#### What to work on
All entries are to be repeated exactly as shown below.

#### Dataset
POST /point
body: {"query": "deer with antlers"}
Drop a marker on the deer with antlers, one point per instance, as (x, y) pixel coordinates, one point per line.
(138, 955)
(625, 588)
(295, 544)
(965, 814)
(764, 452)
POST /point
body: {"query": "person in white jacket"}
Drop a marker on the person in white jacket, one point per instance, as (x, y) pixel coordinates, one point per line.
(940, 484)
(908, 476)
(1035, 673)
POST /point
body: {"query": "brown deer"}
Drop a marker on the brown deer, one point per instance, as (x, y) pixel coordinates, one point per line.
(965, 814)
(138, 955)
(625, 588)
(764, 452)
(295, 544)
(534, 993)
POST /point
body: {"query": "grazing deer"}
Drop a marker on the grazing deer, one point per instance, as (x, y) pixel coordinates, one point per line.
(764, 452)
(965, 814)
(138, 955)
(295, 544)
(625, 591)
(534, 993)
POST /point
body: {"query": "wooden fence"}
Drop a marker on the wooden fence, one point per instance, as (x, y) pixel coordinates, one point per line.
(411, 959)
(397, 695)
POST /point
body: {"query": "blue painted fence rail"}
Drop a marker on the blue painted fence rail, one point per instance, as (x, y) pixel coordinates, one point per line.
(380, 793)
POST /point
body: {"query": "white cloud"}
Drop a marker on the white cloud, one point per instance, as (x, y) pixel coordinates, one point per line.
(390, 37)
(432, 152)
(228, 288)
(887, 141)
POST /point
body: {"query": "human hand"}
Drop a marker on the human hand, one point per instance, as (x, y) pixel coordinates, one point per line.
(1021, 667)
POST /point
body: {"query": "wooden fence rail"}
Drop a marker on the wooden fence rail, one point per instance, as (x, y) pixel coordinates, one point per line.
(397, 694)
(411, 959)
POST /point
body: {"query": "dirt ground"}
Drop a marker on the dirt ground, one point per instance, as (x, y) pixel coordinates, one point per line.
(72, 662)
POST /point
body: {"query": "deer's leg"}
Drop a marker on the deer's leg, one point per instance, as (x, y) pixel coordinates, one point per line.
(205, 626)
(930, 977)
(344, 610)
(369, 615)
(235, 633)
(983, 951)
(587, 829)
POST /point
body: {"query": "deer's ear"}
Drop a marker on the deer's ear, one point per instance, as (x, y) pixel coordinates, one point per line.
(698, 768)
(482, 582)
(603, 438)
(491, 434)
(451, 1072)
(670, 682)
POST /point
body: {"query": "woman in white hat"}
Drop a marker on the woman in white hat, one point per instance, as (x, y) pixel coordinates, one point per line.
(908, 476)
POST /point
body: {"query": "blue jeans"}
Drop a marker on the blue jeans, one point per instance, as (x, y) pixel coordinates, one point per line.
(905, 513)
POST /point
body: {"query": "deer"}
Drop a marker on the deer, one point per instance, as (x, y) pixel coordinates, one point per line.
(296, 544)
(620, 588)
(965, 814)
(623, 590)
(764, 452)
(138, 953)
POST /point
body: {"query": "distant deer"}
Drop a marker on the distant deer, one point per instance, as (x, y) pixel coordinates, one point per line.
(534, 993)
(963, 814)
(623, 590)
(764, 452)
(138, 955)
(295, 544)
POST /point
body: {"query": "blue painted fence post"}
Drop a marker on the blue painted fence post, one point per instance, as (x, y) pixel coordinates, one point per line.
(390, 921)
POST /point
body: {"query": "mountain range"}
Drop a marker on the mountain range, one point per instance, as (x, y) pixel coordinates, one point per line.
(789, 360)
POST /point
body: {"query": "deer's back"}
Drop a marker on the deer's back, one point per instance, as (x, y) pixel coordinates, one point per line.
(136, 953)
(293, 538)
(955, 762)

#### Result for this exercise
POST /point
body: {"query": "deer with antlers"}
Drop a marker on the deer with antlers, one point per instance, as (x, y) pixel coordinates, one point per line.
(138, 955)
(625, 588)
(295, 544)
(965, 814)
(764, 452)
POST /point
body: {"query": "person in white jacket"}
Drop a marker on the person in white jacket, one point per instance, as (x, y) pixel coordinates, one point per line.
(940, 484)
(908, 476)
(1035, 673)
POST /point
body: {"query": "brown deer"}
Drop a marker on the brown deer, one point per instance, as (x, y) pixel coordinates, one point per line.
(965, 814)
(138, 955)
(625, 588)
(764, 452)
(295, 544)
(534, 993)
POST /point
body: {"query": "grazing deer"}
Drop a marker on the grazing deer, one point per instance, as (x, y) pixel coordinates, one point per line.
(764, 452)
(965, 814)
(138, 955)
(295, 544)
(625, 591)
(534, 993)
POST /point
body: {"query": "wooden fence"}
Drop a marker on the wooden fence, one point per instance, as (x, y) pixel coordinates, one point per line.
(411, 959)
(397, 695)
POST /point
body: {"query": "blue painted fence rail"}
Drop a marker on the blue painted fence rail, one point per instance, as (x, y) pixel coordinates, one point per line.
(380, 793)
POST /point
body: {"query": "white cloud"}
Drop a marker on the white cloud, one point per instance, as (x, y) pixel coordinates, one point per line.
(390, 37)
(432, 152)
(228, 288)
(887, 141)
POST /point
body: {"query": "human hand"}
Drop a marker on the human hand, one point per instance, as (x, y) pixel coordinates, one point per line.
(1021, 667)
POST /point
body: {"query": "wooden fence rail"}
Drop a marker on the wooden fence rail, one point per instance, as (x, y) pixel coordinates, one point per line.
(397, 694)
(411, 959)
POST /point
body: {"query": "dirt ground"}
Drop a marker on the dirt ground, one point per instance, as (x, y) pixel coordinates, one point per line.
(72, 662)
POST /point
body: {"query": "deer's leg"}
Drop a marker on the deer's leg, one point per instance, as (x, y) pixel coordinates, one point per line.
(205, 626)
(930, 977)
(344, 610)
(369, 615)
(235, 633)
(983, 951)
(587, 829)
POST /point
body: {"query": "deer's ear"}
Drop a marker on the deer's ear, one point per instance, as (x, y) pixel coordinates, one point per line.
(698, 768)
(482, 582)
(603, 438)
(491, 434)
(451, 1072)
(670, 682)
POST /point
body: {"query": "woman in white hat"}
Drop a marker on the woman in white hat, one point per instance, as (x, y) pixel coordinates, one point per line.
(908, 476)
POST /point
body: {"query": "blue jeans"}
Drop a marker on the blue jeans, one point per instance, as (x, y) pixel coordinates, one point per line.
(905, 513)
POST /point
body: {"query": "deer"}
Drop a marker on the deer, one point per instance, as (x, y) pixel coordinates, one point per line.
(296, 544)
(620, 588)
(965, 814)
(623, 590)
(764, 452)
(138, 953)
POST /point
body: {"query": "distant deer"}
Drop a marker on the distant deer, one point per instance, as (x, y) pixel coordinates, one point per line.
(534, 993)
(963, 814)
(623, 590)
(764, 452)
(138, 955)
(295, 544)
POST /point
body: {"query": "blue painted fence post"}
Drop a marker on the blue painted fence post, one point per instance, as (x, y) pixel coordinates, one point per line.
(390, 921)
POST /point
body: {"query": "mountain range"}
Drop a marker on the mountain range, one point per instance, as (x, y) pixel coordinates, one point per line.
(789, 360)
POST /point
body: {"query": "deer's back"}
Drop a marker on the deer's back, one point per instance, as (x, y) pixel coordinates, one point per line.
(136, 953)
(293, 538)
(955, 762)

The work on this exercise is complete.